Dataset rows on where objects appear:
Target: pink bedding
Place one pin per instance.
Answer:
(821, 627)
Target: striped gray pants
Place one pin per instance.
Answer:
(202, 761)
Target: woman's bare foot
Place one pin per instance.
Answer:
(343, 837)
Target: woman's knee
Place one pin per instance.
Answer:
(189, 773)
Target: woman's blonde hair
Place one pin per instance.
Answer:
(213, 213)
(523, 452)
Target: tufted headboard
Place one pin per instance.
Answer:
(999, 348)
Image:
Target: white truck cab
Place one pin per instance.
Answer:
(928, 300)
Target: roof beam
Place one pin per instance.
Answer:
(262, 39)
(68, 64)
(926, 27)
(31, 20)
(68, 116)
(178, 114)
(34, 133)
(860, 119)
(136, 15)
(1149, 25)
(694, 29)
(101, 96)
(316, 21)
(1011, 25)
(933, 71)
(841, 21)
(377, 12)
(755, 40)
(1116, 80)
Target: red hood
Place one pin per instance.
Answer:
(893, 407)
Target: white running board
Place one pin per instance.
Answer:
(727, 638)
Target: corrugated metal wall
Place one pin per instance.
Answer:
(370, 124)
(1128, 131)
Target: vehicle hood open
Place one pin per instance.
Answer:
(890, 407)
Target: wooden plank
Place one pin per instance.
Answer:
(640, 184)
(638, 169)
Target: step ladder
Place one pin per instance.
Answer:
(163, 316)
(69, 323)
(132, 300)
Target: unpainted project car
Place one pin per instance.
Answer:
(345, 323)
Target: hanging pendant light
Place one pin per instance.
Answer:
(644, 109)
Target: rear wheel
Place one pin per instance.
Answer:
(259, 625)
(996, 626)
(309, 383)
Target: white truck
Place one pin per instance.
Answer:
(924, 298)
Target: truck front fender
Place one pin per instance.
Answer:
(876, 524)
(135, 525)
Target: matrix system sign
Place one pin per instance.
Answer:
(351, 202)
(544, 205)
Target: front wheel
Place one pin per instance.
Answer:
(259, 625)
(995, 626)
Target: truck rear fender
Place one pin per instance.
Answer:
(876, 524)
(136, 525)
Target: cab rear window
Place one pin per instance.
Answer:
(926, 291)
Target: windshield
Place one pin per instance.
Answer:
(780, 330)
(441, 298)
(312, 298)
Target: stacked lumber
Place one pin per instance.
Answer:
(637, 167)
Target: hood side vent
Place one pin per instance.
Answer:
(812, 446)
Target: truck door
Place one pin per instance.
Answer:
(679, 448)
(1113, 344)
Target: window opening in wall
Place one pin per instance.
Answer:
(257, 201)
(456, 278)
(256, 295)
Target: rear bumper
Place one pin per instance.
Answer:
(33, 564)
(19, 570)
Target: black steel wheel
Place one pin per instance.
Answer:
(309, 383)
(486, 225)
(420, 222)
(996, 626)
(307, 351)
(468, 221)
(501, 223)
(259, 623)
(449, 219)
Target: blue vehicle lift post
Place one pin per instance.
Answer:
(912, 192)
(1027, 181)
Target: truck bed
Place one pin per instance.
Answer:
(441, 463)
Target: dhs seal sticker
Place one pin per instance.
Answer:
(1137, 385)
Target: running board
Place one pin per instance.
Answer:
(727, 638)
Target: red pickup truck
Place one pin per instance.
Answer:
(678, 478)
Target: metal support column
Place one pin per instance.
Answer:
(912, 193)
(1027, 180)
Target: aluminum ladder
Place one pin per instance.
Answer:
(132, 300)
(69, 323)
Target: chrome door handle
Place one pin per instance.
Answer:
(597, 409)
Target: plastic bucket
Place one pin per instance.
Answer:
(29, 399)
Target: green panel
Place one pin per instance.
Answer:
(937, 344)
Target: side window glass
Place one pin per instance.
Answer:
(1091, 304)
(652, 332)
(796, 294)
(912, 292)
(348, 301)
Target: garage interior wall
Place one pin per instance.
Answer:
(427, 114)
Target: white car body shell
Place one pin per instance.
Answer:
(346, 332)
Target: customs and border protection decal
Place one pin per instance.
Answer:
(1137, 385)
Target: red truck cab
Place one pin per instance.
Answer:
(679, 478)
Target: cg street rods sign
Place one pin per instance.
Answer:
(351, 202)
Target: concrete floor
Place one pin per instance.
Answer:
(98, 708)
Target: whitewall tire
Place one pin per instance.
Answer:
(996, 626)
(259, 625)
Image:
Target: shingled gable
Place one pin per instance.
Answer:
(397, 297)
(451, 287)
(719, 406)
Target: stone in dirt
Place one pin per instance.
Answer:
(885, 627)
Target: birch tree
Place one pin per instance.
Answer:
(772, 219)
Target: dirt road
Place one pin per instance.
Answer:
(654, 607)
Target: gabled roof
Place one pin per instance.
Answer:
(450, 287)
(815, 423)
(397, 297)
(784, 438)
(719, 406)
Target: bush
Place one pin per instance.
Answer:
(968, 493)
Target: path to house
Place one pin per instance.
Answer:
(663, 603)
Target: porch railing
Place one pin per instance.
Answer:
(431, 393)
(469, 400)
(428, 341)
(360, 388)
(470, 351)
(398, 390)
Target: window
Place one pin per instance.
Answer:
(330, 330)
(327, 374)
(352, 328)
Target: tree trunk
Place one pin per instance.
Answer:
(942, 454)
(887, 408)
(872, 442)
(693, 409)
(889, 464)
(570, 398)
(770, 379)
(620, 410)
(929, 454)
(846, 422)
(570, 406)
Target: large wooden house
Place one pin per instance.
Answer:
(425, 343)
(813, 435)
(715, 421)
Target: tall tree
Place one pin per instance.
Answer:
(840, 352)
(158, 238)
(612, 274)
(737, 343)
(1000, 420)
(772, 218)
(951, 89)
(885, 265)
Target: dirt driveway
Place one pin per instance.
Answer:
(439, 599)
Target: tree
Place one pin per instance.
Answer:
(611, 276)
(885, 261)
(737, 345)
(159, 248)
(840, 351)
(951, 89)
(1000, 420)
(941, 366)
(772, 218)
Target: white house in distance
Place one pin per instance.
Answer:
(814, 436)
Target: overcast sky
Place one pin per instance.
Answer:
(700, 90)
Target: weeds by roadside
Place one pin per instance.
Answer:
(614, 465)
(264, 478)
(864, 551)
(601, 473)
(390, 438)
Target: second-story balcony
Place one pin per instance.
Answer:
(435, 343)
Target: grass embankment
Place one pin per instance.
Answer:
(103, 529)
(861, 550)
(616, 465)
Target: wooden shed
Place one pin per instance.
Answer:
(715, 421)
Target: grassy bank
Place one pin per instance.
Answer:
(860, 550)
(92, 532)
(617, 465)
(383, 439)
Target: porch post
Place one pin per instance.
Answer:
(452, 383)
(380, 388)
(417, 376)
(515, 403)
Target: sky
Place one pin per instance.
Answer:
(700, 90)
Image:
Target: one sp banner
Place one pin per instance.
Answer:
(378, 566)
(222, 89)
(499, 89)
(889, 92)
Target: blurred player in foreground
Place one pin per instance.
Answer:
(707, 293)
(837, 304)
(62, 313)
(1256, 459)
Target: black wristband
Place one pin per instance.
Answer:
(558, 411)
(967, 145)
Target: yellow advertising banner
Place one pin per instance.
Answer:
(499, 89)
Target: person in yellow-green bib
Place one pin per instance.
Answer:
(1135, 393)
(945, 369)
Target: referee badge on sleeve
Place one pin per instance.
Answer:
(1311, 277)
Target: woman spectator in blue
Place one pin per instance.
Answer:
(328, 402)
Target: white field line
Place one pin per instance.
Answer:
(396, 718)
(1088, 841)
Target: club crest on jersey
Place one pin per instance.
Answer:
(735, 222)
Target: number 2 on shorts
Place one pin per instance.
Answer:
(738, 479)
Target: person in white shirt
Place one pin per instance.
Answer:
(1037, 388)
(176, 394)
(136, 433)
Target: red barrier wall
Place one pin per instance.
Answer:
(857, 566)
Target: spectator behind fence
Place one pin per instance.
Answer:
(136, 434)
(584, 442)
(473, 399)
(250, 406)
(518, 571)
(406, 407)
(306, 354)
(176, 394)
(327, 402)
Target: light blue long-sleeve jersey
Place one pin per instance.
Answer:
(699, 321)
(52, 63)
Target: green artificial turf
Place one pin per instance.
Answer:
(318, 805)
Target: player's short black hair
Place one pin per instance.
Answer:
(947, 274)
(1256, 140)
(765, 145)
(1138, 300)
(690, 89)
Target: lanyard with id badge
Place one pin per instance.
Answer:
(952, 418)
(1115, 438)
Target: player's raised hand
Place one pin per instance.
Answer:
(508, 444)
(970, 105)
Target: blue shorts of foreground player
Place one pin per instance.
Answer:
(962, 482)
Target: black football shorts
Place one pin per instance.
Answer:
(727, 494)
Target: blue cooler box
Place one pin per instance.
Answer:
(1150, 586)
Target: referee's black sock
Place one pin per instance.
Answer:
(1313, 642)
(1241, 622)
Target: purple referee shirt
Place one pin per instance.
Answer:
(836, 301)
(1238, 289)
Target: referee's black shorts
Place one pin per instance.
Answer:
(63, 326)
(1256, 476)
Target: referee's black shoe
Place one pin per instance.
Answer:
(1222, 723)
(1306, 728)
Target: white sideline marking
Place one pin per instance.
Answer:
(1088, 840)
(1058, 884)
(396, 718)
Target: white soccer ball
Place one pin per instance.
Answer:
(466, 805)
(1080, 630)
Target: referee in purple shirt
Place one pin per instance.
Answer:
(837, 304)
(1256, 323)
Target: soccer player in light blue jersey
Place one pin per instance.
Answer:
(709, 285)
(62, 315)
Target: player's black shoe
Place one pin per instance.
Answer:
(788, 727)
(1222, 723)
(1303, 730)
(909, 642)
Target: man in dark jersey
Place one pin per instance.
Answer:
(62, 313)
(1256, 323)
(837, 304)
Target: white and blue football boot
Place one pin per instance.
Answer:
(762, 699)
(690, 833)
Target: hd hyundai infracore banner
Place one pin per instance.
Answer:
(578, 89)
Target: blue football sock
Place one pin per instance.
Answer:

### [To do]
Arrange the lines of the records as a numbered list, starting at the line that contains "Target: referee in purple shirt" and ending at the final line of the records. Leave out any blank lines.

### [Reply to the task]
1. Target: referee in purple shirt
2. Place one pin per instance.
3. Answer:
4. (837, 304)
5. (1256, 323)
6. Target: soccer player in light blue jersey
7. Place one pin per instance.
8. Answer:
9. (709, 285)
10. (62, 315)
11. Target: player's black shoe
12. Place one pin per instance.
13. Answer:
14. (788, 727)
15. (1222, 723)
16. (1303, 730)
17. (909, 642)
18. Target: man in dark jersey
19. Place one pin per instance.
20. Answer:
21. (62, 313)
22. (1256, 323)
23. (837, 304)
24. Target: white and blue football boot
25. Place one pin per instance.
26. Answer:
27. (762, 699)
28. (690, 833)
29. Target: hd hyundai infracore banner
30. Place one pin per instance.
31. Answer:
32. (578, 89)
33. Target: blue football sock
34. Place one pin per instance.
35. Answer:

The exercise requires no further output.